## Task instructions
- 1) According to the diplomacy article, where did Tenzin Tsundue unfurl a "Free Tibet" banner in 2005?
- 2) Retype the part of the diplomacy article that starts at "As host, India" and ends at "than security breaches.".

## Excerpt
The art of diplomacy

The art of diplomacy

In the world of global diplomacy, embarrassments, gaffes, and ‘diplomatic incidents’ are par for the course

“I saw it. I fixed it. That’s the whole story”. It took me a few minutes to understand what the Minister was saying to me. I was in Islamabad to cover the SAARC Home Minister’s meeting in 2010, attended by the then Home Minister, P. Chidambaram, and I had received a summons from Indian Embassy officials who said the Minister wanted to speak to Indian journalists. Apparently “it” referred to the Indian tricolour that had been placed upside down, inadvertently or otherwise, on the table next to Mr. Chidambaram during the bilateral talks with the then Pakistani Interior Minister, Rehman Malik. The Minister had moved with some deftness once an official pointed out the error, and wanted to ensure that television channels back home would use the visuals of the Indian flag after it had been set right and not before. Although Malik swore it was an honest mistake, suspicions were high that the hosts had done this on purpose to upset the atmosphere, heightened by the memory that even as a guest in 2006, former Pakistani President General Pervez Musharraf had flown into Jaipur with the tricolour flying upside down on his plane. At the SAARC Home Minister’s meeting in 2016 too, there was an incident: protesters in Pakistan were allowed close to the convoy of then Home Minister Rajnath Singh, and India officially protested this with the Pakistan government.

As host, India too has had to deal with some tense moments over protests during visits. In 2002, Tibetan youth leader Tenzin Tsundue scaled 14 floors of a Mumbai hotel during Chinese Prime Minister Zhu Rongji’s visit, and unfurled a Tibetan flag. In 2005, Mr. Tsundue unfurled a ‘Free Tibet’ banner from atop a water tower in Bengaluru when Premier Wen Jiabao visited the IISc campus. And in 2016, protesters were allowed close to Hyderabad House in New Delhi where President Xi Jinping met Prime Minister Narendra Modi. All these incidents, the Chinese delegations suspected, were “deliberately planned” rather than security breaches.

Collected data

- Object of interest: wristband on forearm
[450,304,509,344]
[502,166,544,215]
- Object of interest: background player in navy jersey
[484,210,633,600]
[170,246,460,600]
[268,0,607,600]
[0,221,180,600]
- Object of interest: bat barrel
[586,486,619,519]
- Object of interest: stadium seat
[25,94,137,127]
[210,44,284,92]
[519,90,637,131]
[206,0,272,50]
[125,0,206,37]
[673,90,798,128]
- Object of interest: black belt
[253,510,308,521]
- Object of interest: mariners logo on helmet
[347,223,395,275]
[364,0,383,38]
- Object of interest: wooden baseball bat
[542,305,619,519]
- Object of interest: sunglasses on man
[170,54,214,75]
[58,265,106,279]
==
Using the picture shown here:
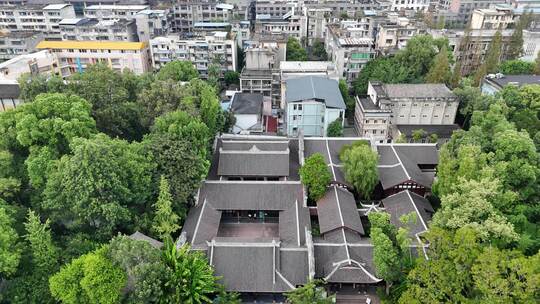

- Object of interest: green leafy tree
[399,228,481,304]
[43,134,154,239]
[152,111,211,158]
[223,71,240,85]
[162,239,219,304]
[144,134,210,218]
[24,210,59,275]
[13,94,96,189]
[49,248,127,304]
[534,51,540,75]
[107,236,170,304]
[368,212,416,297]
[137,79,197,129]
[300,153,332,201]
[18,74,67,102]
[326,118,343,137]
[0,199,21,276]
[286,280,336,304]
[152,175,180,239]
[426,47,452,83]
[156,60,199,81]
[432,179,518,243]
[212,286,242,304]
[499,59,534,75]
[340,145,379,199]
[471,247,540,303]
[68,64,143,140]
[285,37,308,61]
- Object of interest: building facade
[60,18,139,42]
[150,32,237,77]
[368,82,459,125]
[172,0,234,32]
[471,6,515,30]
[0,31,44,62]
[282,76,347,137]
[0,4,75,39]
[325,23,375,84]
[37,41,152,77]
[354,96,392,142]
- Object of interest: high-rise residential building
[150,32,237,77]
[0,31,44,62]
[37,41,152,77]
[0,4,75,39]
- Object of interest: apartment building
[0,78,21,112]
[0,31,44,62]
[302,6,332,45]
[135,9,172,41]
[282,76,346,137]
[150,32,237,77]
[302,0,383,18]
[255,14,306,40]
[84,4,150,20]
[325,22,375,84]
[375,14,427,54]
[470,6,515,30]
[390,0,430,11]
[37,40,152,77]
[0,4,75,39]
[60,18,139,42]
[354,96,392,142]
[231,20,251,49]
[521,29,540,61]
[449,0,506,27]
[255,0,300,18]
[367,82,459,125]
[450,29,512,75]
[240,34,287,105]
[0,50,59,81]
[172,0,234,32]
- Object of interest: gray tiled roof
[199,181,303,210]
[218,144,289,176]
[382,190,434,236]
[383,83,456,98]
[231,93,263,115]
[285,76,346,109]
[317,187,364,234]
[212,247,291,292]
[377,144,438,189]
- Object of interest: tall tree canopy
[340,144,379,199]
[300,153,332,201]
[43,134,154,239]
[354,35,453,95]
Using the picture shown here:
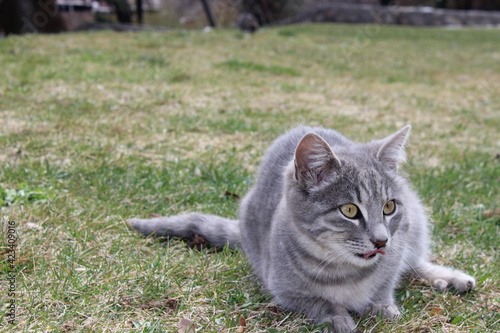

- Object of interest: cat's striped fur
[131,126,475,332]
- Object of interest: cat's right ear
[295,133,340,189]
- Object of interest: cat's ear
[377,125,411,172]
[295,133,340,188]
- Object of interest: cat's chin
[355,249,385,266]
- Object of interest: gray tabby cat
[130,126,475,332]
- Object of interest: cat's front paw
* * *
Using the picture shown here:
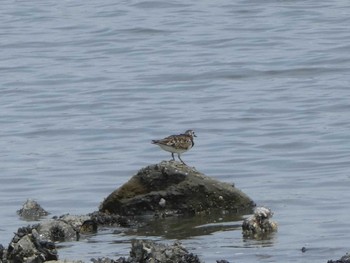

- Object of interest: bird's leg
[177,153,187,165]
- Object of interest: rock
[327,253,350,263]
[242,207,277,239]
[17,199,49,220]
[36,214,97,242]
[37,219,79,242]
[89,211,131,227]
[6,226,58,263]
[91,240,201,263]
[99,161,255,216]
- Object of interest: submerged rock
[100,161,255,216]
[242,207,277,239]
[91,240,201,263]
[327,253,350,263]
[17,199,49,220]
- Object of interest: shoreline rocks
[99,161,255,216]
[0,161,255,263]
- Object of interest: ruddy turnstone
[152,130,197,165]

## Exercise solutions
- 1) From atop a water tower in Bengaluru.

- 2)
As host, India too has had to deal with some tense moments over protests during visits. In 2002, Tibetan youth leader Tenzin Tsundue scaled 14 floors of a Mumbai hotel during Chinese Prime Minister Zhu Rongji’s visit, and unfurled a Tibetan flag. In 2005, Mr. Tsundue unfurled a ‘Free Tibet’ banner from atop a water tower in Bengaluru when Premier Wen Jiabao visited the IISc campus. And in 2016, protesters were allowed close to Hyderabad House in New Delhi where President Xi Jinping met Prime Minister Narendra Modi. All these incidents, the Chinese delegations suspected, were “deliberately planned” rather than security breaches.